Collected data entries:
****

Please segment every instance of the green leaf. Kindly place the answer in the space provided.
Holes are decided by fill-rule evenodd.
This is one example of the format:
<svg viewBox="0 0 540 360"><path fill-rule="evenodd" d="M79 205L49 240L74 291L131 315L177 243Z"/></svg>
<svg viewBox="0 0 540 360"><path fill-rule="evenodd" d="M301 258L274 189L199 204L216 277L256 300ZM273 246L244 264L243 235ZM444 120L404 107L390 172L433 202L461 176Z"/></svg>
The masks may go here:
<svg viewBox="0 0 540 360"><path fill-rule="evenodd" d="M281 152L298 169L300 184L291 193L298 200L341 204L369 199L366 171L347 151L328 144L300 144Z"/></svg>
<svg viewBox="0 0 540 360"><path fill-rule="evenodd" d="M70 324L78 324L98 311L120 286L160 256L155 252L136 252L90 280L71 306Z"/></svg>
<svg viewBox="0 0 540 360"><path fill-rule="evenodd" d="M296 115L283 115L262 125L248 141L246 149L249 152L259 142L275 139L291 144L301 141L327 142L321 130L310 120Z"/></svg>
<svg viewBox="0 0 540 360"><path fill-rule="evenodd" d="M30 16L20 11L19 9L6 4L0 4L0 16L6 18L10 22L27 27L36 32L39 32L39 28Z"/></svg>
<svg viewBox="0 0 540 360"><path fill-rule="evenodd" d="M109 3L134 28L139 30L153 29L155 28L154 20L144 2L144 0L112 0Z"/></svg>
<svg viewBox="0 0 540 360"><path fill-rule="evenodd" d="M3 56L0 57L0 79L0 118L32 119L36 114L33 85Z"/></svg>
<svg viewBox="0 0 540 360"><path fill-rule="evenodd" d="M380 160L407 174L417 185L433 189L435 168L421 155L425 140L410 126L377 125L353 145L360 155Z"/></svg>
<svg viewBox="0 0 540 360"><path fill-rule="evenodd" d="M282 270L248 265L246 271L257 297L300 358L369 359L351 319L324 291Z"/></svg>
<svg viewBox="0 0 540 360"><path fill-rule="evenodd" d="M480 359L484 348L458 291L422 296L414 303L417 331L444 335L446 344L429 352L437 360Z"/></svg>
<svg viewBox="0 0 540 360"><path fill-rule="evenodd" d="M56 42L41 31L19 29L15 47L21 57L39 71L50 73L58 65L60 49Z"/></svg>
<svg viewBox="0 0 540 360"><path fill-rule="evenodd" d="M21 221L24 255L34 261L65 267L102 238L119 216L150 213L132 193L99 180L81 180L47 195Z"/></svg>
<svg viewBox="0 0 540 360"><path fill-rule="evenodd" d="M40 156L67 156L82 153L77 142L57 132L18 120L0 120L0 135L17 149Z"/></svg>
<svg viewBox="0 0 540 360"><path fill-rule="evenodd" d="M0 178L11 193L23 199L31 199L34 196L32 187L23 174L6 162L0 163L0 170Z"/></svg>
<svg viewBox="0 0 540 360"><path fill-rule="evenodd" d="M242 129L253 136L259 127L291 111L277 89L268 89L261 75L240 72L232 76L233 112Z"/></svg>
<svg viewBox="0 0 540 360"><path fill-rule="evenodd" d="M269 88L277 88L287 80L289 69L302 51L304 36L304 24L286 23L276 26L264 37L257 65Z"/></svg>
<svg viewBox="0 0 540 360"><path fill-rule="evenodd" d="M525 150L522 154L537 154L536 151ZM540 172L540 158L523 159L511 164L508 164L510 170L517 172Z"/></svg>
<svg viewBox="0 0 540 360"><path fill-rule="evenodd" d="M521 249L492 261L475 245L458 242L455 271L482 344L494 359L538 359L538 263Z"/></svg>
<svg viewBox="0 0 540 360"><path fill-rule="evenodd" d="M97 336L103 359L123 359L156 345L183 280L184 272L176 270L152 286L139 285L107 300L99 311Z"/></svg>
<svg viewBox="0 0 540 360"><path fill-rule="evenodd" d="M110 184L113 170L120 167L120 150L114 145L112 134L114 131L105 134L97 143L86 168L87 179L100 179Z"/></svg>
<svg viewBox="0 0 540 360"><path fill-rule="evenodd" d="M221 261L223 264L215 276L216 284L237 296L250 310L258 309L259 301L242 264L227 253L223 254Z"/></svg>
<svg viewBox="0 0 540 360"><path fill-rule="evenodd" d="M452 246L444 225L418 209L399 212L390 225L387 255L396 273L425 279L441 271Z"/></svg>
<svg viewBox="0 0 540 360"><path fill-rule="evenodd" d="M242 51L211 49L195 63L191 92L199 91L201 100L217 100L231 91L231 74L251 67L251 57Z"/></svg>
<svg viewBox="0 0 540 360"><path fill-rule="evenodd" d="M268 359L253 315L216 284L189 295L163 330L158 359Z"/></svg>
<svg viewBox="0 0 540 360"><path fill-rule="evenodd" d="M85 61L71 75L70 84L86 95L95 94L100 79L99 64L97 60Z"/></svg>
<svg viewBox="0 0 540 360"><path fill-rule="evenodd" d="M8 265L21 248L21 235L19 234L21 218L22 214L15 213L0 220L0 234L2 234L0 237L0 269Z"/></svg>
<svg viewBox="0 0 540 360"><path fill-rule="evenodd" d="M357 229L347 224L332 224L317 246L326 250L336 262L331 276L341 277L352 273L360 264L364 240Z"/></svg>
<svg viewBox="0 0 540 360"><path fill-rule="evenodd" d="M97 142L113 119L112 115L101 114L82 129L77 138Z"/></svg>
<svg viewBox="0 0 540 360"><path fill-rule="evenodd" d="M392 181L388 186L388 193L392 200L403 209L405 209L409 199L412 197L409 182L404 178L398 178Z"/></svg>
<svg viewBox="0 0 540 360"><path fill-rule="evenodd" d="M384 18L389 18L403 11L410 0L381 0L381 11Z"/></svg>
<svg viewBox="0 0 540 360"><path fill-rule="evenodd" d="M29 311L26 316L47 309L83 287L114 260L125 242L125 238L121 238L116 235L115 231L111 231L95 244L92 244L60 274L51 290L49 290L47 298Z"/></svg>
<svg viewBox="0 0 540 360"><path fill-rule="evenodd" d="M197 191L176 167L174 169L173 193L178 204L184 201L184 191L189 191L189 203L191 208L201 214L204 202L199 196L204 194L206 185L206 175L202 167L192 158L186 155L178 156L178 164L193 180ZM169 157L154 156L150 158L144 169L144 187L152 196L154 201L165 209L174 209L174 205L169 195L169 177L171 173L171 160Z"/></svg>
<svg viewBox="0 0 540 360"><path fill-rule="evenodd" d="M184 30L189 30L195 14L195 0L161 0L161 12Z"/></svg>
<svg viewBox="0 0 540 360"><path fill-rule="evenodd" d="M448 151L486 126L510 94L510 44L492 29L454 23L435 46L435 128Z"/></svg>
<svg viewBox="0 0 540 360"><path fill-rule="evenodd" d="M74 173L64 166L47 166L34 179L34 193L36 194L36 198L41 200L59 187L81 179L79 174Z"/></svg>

****

The full set of entries, copied exactly, is the expected answer.

→ **TASK OUTPUT**
Please segment every instance of the green leaf. Kindly place the answer in the space provided.
Holes are decided by fill-rule evenodd.
This is one example of the format:
<svg viewBox="0 0 540 360"><path fill-rule="evenodd" d="M79 205L49 240L74 291L131 315L177 243Z"/></svg>
<svg viewBox="0 0 540 360"><path fill-rule="evenodd" d="M301 258L274 189L199 204L216 277L256 300ZM273 246L244 264L243 235ZM444 120L404 107L390 172L433 202L461 176Z"/></svg>
The masks may go here:
<svg viewBox="0 0 540 360"><path fill-rule="evenodd" d="M281 152L298 169L300 184L291 193L298 200L341 204L369 199L366 171L347 151L328 144L300 144Z"/></svg>
<svg viewBox="0 0 540 360"><path fill-rule="evenodd" d="M70 324L78 324L98 311L120 286L160 256L155 252L136 252L90 280L71 306Z"/></svg>
<svg viewBox="0 0 540 360"><path fill-rule="evenodd" d="M296 115L283 115L262 125L248 141L246 149L249 152L259 142L275 139L291 144L301 141L327 142L321 130L310 120Z"/></svg>
<svg viewBox="0 0 540 360"><path fill-rule="evenodd" d="M30 16L20 11L19 9L6 4L0 4L0 16L6 18L10 22L27 27L36 32L39 32L39 28Z"/></svg>
<svg viewBox="0 0 540 360"><path fill-rule="evenodd" d="M109 3L134 28L139 30L153 29L155 28L154 20L144 2L144 0L112 0Z"/></svg>
<svg viewBox="0 0 540 360"><path fill-rule="evenodd" d="M3 56L0 57L0 79L0 118L32 119L36 114L33 85Z"/></svg>
<svg viewBox="0 0 540 360"><path fill-rule="evenodd" d="M380 160L407 174L417 185L433 189L435 168L421 155L425 140L410 126L377 125L353 145L360 155Z"/></svg>
<svg viewBox="0 0 540 360"><path fill-rule="evenodd" d="M282 270L248 265L246 271L257 297L300 358L369 359L351 319L324 291Z"/></svg>
<svg viewBox="0 0 540 360"><path fill-rule="evenodd" d="M480 359L484 348L458 291L422 296L414 303L417 331L444 335L446 344L429 352L437 360Z"/></svg>
<svg viewBox="0 0 540 360"><path fill-rule="evenodd" d="M56 42L41 31L19 29L15 47L21 57L39 71L50 73L58 65L60 49Z"/></svg>
<svg viewBox="0 0 540 360"><path fill-rule="evenodd" d="M21 221L24 255L34 261L65 267L102 238L119 216L150 213L132 193L99 180L81 180L47 195Z"/></svg>
<svg viewBox="0 0 540 360"><path fill-rule="evenodd" d="M40 156L67 156L82 153L77 142L57 132L18 120L0 120L0 135L17 149Z"/></svg>
<svg viewBox="0 0 540 360"><path fill-rule="evenodd" d="M0 178L11 193L23 199L31 199L34 196L32 187L23 174L6 162L0 163L0 170Z"/></svg>
<svg viewBox="0 0 540 360"><path fill-rule="evenodd" d="M242 129L253 136L259 127L291 111L277 89L268 89L261 75L240 72L232 76L233 112Z"/></svg>
<svg viewBox="0 0 540 360"><path fill-rule="evenodd" d="M269 88L277 88L287 80L289 69L302 51L304 36L304 24L286 23L276 26L264 37L257 65Z"/></svg>
<svg viewBox="0 0 540 360"><path fill-rule="evenodd" d="M525 150L522 154L537 154L536 151ZM540 172L540 158L523 159L511 164L508 164L510 170L517 172Z"/></svg>
<svg viewBox="0 0 540 360"><path fill-rule="evenodd" d="M521 249L492 261L475 245L458 242L455 271L482 344L494 359L538 359L538 263Z"/></svg>
<svg viewBox="0 0 540 360"><path fill-rule="evenodd" d="M97 336L103 359L123 359L156 345L183 280L184 272L176 270L152 286L139 285L107 300L99 311Z"/></svg>
<svg viewBox="0 0 540 360"><path fill-rule="evenodd" d="M110 184L113 170L120 167L120 150L114 145L112 134L114 131L105 134L97 143L86 168L87 179L100 179Z"/></svg>
<svg viewBox="0 0 540 360"><path fill-rule="evenodd" d="M221 261L223 264L215 276L216 284L237 296L250 310L258 309L259 301L242 264L227 253L223 254Z"/></svg>
<svg viewBox="0 0 540 360"><path fill-rule="evenodd" d="M452 246L444 225L418 209L399 212L390 225L387 255L396 273L425 279L441 271Z"/></svg>
<svg viewBox="0 0 540 360"><path fill-rule="evenodd" d="M242 51L211 49L195 63L191 92L199 91L201 100L217 100L231 91L231 74L251 67L251 57Z"/></svg>
<svg viewBox="0 0 540 360"><path fill-rule="evenodd" d="M268 359L253 315L216 284L189 295L163 330L158 359Z"/></svg>
<svg viewBox="0 0 540 360"><path fill-rule="evenodd" d="M85 61L71 75L70 84L86 95L95 94L100 79L99 64L97 60Z"/></svg>
<svg viewBox="0 0 540 360"><path fill-rule="evenodd" d="M8 265L21 248L21 235L19 234L21 218L22 214L15 213L0 220L0 234L2 234L0 237L0 269Z"/></svg>
<svg viewBox="0 0 540 360"><path fill-rule="evenodd" d="M357 229L347 224L332 224L317 246L326 250L336 262L331 276L341 277L352 273L360 264L364 240Z"/></svg>
<svg viewBox="0 0 540 360"><path fill-rule="evenodd" d="M97 142L113 119L112 115L101 114L82 129L77 138Z"/></svg>
<svg viewBox="0 0 540 360"><path fill-rule="evenodd" d="M392 181L388 186L388 193L392 200L403 209L405 209L409 199L412 197L409 182L404 178L398 178Z"/></svg>
<svg viewBox="0 0 540 360"><path fill-rule="evenodd" d="M384 18L389 18L403 11L410 0L381 0L381 11Z"/></svg>
<svg viewBox="0 0 540 360"><path fill-rule="evenodd" d="M29 311L26 316L47 309L83 287L114 260L125 242L125 238L121 238L116 235L115 231L111 231L95 244L92 244L60 274L51 290L49 290L47 298Z"/></svg>
<svg viewBox="0 0 540 360"><path fill-rule="evenodd" d="M197 191L176 167L174 169L173 193L178 204L184 201L184 191L189 191L189 203L191 208L201 214L204 202L199 196L204 194L206 185L206 175L202 167L192 158L186 155L178 156L178 164L193 180ZM169 157L154 156L150 158L144 169L144 187L152 196L154 201L165 209L174 209L174 205L169 195L169 177L171 173L171 160Z"/></svg>
<svg viewBox="0 0 540 360"><path fill-rule="evenodd" d="M184 30L189 30L195 14L195 0L161 0L161 12Z"/></svg>
<svg viewBox="0 0 540 360"><path fill-rule="evenodd" d="M448 151L486 126L510 94L510 44L492 29L454 23L435 46L435 128Z"/></svg>
<svg viewBox="0 0 540 360"><path fill-rule="evenodd" d="M74 173L64 166L47 166L34 179L34 193L36 194L36 198L41 200L59 187L81 179L79 174Z"/></svg>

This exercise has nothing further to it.